═════ Trecho do documento ═════

No consultório mantido pela FMU, são tratadas pessoas com problemas de comunicação e de relacionamento, além de portadores de patologias neurológicas. Segundo a especialista, além destas aplicações, também se nota um grande interesse por parte de hospitais e clínicas odontológicas em adotar o tratamento para diminuir a dor e o grau de estresse pós-cirúrgico.
Podem ser tratados casos como depressão, insônia e pânico, entre outras disfunções
Tratamento técnico e personalizado
Mesmo quem não apresenta qualquer disfunção pode fazer uso da terapia, que, nesses casos, assume uma função preventiva. Luisiana Passarini, do Centro de Musicoterapia Benenzon Brasil, cita, entre os benefícios, o fortalecimento do vínculo afetivo entre mães (incluindo gestantes) e bebês e a promoção do autoconhecimento entre adultos.
Seja qual for a indicação, cada caso envolve uma prescrição específica de melodias, escolhidas conforme o tratamento a ser realizado e as características físicas, mentais e sociais do paciente. Esse histórico também abrange o contexto cultural em que o indivíduo cresceu e vive atualmente, como ressalta Vargas. O mesmo procedimento vale para os trabalhos em grupo.
Não há restrição de estilos ou gêneros. O importante é que a música atue como um meio de transformação e jamais reforce a patologia. No caso da cantoterapia e das sessões que envolvem o uso de instrumentos sonoros, a composição também deve ser de fácil execução. “Nas ocasiões em que é priorizada a audição, pode-se usar um CD com orquestrações mais complexas”, complementa a especialista, que também é regente, cantora e violinista.
Como o trabalho é conduzido
Em média, as sessões duram entre uma hora e uma hora e meia. A sequência das ações depende de cada caso. “O paciente psiquiátrico, por exemplo, é recebido com um diálogo sobre as atividades da semana e, depois disso, realiza algumas atividades de motricidade, coordenação, pulso, respiração e concentração, entre outros”, esclarece.

═════

▶ _Tarefa solicitada A_:
No trecho sobre musicoterapia, quais atividades o paciente psiquiátrico realiza depois do diálogo sobre a semana, segundo a citação do último parágrafo? Liste todas.
▶ _Tarefa solicitada B_:
Resuma em forma de lista, mantendo os fatos principais, o parágrafo do trecho sobre musicoterapia que começa com "Seja qual for a indicação".
▶ _Tarefa solicitada C_:
Reproduza sem nenhuma alteração a parte do trecho sobre musicoterapia que começa em "Podem ser tratados" e segue até "autoconhecimento entre adultos.".
As linhas abaixo constituem um material à parte, sem relação com o trecho.

═════ Dados exibidos ═════

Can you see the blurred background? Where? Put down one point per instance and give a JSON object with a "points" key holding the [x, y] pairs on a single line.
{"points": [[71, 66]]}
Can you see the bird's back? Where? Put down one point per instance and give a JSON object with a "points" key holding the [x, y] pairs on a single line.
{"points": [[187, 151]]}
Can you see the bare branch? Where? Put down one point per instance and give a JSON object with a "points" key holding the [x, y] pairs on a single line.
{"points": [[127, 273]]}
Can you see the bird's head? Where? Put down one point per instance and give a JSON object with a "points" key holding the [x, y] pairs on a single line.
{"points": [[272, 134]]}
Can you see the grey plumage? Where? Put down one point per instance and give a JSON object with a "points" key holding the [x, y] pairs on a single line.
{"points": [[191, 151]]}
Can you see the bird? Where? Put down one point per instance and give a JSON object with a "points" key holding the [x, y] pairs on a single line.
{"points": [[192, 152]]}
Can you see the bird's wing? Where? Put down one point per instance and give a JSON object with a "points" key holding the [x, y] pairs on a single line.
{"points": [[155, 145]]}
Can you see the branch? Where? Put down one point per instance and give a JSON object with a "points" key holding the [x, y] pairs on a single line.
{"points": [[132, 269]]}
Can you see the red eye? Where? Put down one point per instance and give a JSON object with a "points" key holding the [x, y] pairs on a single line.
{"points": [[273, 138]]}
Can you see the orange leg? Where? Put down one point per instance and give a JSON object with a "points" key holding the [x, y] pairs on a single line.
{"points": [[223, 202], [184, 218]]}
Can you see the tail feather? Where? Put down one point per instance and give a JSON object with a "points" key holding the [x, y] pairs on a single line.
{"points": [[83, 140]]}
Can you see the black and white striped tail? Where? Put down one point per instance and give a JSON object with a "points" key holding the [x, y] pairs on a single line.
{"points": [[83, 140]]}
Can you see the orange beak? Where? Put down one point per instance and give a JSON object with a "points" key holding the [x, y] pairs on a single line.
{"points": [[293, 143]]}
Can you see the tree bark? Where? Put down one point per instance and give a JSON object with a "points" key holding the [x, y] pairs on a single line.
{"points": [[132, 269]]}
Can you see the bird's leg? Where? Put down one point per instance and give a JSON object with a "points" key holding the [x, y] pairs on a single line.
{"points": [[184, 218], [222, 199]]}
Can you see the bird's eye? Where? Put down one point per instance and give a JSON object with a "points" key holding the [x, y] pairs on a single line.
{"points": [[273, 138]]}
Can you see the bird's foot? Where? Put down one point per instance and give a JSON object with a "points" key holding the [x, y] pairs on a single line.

═════

▶ _Resultado A_:
- Motricidade
- Coordenação
- Pulso
- Respiração
- Concentração

▶ _Resultado B_:
- Cada caso recebe uma prescrição específica de melodias.
- As melodias são escolhidas conforme o tratamento e as características físicas, mentais e sociais do paciente.
- Esse histórico inclui o contexto cultural em que a pessoa cresceu e vive hoje, como ressalta Vargas.
- O mesmo procedimento se aplica aos trabalhos em grupo.

▶ _Resultado C_:
Podem ser tratados casos como depressão, insônia e pânico, entre outras disfunções
Tratamento técnico e personalizado
Mesmo quem não apresenta qualquer disfunção pode fazer uso da terapia, que, nesses casos, assume uma função preventiva. Luisiana Passarini, do Centro de Musicoterapia Benenzon Brasil, cita, entre os benefícios, o fortalecimento do vínculo afetivo entre mães (incluindo gestantes) e bebês e a promoção do autoconhecimento entre adultos.